## [Work request]
Repeat the stretch of the passage on nepotism in Orange County cities from "[Read: Family Ties: Nepotism" through "committee or panel.", word for word.

## [Passage shown]
Two cities in south Orange County are tackling the issue of nepotism within weeks of each other, raising the question of whether or not relatives of city council members should be allowed to serve on city committees.
The issue has come up before in Orange County, leading to disputes in Laguna Niguel and Westminster last year over how to handle the problem, with the issue spilling into Irvine this year.
[Read: Family Ties: Nepotism Fuels Political Fights in Some Orange County Cities]
Laguna Niguel City Councilmembers unanimously adopted their own new policy on nepotism last week that bars anyone related to a city councilmember from seeking a job at the city or being appointed to a city committee or panel.
The council got into a heated debate over nepotism when the topic was first introduced last November.
The initial complaint was directed at Mayor Elaine Gennawey, who’s son Raymond is running for city council and applied to serve on a city commission last year, a position he was denied.

Extracted records

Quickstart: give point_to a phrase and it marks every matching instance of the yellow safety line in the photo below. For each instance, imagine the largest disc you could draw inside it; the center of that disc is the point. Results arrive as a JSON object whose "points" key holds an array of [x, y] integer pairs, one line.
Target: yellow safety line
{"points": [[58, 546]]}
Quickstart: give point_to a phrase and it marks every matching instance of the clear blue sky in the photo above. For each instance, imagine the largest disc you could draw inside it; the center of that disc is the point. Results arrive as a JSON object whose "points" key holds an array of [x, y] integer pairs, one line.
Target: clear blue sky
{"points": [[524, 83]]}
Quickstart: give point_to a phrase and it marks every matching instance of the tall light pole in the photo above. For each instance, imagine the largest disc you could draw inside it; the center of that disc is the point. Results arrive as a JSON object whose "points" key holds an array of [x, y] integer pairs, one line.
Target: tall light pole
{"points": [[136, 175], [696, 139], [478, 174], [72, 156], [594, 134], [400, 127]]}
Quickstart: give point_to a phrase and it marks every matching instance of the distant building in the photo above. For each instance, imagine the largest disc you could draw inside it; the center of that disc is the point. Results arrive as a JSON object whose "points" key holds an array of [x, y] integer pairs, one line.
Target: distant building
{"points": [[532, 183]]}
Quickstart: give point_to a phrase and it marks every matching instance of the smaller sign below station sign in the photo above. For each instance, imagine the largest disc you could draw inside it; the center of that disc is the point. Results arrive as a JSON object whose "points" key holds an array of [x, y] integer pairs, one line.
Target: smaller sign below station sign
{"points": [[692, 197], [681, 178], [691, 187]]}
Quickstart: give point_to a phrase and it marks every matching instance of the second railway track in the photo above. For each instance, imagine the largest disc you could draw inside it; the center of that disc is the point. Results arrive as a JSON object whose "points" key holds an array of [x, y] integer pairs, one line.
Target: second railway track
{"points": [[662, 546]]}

## [Response to this task]
[Read: Family Ties: Nepotism Fuels Political Fights in Some Orange County Cities]
Laguna Niguel City Councilmembers unanimously adopted their own new policy on nepotism last week that bars anyone related to a city councilmember from seeking a job at the city or being appointed to a city committee or panel.